## Work to be completed
Copy the lines verbatim, beginning with the line that contains "Where can the pendant" and continuing through the end of the data, and only those lines.

## Task input
.....

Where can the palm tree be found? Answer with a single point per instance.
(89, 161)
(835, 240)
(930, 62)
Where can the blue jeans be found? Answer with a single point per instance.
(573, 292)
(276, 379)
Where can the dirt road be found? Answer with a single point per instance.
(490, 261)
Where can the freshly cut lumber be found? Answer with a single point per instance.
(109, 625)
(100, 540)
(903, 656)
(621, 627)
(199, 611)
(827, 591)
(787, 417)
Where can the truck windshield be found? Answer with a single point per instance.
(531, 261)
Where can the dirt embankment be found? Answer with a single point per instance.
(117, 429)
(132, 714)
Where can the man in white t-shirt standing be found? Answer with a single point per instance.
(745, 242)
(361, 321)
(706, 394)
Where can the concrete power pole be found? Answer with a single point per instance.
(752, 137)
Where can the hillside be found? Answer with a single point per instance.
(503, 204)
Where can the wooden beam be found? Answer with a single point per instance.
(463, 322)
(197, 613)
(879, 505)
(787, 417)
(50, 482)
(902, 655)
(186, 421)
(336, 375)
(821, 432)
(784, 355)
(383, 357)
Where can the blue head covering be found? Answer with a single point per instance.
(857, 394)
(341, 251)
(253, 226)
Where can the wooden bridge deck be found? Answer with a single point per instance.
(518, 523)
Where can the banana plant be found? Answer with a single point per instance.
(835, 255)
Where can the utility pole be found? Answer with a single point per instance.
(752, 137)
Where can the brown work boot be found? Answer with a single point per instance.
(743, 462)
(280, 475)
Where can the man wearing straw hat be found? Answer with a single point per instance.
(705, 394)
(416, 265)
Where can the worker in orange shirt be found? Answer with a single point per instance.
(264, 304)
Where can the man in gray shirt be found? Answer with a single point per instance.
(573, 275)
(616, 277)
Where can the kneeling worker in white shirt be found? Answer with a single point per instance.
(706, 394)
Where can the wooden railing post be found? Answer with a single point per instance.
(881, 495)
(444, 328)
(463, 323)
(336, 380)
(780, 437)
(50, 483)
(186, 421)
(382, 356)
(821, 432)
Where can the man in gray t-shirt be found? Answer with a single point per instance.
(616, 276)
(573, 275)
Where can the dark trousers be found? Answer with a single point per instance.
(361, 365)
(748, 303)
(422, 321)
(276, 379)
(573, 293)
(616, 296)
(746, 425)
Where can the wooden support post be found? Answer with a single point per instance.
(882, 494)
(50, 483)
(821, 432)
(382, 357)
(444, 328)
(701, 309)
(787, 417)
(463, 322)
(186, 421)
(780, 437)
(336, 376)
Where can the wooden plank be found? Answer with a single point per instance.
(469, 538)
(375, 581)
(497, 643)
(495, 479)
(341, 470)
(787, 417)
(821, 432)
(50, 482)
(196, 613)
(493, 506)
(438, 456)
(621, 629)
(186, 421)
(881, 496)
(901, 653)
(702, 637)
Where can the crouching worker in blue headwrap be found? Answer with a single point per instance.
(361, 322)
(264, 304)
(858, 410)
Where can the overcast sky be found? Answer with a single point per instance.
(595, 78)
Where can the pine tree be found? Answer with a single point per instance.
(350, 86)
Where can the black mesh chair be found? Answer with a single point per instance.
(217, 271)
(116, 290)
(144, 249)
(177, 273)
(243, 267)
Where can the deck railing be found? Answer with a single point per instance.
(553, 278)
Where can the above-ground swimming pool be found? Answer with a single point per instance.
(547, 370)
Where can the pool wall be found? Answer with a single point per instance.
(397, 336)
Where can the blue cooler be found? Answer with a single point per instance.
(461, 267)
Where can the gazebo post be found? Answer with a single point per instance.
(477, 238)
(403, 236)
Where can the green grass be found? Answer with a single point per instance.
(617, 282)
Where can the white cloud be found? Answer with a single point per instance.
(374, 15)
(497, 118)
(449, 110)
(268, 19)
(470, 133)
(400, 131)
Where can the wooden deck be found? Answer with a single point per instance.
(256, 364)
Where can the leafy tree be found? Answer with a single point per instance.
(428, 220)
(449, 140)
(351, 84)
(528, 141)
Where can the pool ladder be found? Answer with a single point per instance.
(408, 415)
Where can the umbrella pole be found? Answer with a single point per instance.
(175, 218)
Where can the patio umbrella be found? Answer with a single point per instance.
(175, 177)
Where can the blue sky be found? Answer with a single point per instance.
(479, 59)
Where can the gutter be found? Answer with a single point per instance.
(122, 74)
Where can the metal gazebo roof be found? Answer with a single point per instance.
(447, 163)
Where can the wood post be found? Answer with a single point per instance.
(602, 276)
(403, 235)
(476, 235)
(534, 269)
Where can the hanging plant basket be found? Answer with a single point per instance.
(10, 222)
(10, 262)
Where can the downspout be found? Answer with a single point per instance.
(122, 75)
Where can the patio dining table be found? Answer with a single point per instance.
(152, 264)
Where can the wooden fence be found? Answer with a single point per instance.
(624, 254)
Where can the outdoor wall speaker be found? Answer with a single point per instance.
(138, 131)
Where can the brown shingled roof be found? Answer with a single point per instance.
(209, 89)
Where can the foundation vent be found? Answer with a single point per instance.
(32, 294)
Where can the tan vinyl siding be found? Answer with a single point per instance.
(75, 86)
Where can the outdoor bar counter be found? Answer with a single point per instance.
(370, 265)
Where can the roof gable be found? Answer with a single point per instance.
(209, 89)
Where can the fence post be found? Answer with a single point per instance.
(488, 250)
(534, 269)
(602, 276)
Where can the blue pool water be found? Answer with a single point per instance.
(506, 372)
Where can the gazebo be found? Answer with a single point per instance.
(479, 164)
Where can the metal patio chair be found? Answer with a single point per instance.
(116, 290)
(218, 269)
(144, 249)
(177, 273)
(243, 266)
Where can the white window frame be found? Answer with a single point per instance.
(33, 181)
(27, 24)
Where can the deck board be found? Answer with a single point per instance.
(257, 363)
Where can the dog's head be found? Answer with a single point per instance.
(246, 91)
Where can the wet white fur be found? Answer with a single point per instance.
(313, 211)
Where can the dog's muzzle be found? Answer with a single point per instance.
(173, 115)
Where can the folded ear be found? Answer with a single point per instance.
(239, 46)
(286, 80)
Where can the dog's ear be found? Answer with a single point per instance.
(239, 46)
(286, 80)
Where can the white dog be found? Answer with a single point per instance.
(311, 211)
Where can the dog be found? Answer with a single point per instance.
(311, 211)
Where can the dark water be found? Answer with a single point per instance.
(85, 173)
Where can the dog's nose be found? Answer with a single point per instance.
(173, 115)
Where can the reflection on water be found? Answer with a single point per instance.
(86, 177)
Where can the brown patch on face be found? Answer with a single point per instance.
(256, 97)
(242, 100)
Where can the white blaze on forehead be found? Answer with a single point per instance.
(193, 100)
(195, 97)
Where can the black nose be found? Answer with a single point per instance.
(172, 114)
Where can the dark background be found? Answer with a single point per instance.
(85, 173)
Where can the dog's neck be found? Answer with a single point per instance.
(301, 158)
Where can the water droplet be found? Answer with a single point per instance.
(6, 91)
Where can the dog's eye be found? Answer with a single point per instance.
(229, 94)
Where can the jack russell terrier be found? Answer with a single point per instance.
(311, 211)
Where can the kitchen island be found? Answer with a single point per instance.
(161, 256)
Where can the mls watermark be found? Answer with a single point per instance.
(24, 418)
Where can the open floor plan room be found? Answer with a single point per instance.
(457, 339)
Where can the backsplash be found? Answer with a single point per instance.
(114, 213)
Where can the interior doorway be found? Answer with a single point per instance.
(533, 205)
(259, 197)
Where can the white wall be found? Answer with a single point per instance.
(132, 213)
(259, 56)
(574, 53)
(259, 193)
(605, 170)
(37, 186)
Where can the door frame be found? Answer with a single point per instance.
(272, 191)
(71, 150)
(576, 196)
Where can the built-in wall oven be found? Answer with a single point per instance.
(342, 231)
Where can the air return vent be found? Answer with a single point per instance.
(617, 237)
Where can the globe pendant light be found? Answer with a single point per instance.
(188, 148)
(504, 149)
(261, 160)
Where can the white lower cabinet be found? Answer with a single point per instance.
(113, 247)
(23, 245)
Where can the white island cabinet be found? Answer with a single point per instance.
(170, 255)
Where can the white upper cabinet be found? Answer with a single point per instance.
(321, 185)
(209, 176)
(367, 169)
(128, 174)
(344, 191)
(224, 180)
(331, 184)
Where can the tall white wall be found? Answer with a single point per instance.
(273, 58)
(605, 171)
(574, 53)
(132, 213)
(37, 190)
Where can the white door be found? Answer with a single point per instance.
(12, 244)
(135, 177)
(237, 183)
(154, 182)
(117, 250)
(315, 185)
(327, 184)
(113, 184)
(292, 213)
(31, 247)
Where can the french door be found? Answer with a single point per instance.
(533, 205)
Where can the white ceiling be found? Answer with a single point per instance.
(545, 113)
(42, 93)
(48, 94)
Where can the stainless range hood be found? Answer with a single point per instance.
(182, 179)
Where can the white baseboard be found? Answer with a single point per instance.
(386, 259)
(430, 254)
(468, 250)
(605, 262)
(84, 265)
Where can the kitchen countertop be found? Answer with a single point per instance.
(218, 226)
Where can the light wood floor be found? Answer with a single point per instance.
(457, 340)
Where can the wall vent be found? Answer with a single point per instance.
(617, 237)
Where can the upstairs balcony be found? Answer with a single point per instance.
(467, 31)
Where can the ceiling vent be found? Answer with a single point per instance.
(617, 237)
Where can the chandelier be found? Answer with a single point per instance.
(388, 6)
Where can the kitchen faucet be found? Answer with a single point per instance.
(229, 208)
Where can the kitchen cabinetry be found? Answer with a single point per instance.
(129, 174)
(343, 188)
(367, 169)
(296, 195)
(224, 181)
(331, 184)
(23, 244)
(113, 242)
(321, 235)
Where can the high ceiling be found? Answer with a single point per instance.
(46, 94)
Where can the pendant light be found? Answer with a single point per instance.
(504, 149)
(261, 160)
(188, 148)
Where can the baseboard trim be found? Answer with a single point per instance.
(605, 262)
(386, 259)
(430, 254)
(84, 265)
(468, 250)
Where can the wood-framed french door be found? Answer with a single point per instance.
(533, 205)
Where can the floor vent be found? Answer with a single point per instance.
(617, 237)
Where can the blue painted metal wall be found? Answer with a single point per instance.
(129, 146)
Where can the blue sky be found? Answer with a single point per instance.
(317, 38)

.....

## Completed task
Where can the pendant light be found? Answer with a single point per instance.
(504, 149)
(261, 160)
(188, 148)
Where can the baseboard trim be found? Answer with a single point per instance.
(605, 262)
(386, 259)
(430, 254)
(84, 265)
(468, 250)
Where can the wood-framed french door be found? Answer with a single point per instance.
(533, 205)
Where can the floor vent be found? Answer with a single point per instance.
(617, 237)
Where can the blue painted metal wall be found? Answer with a single point per instance.
(129, 146)
Where can the blue sky be found? Answer with a single point per instance.
(317, 38)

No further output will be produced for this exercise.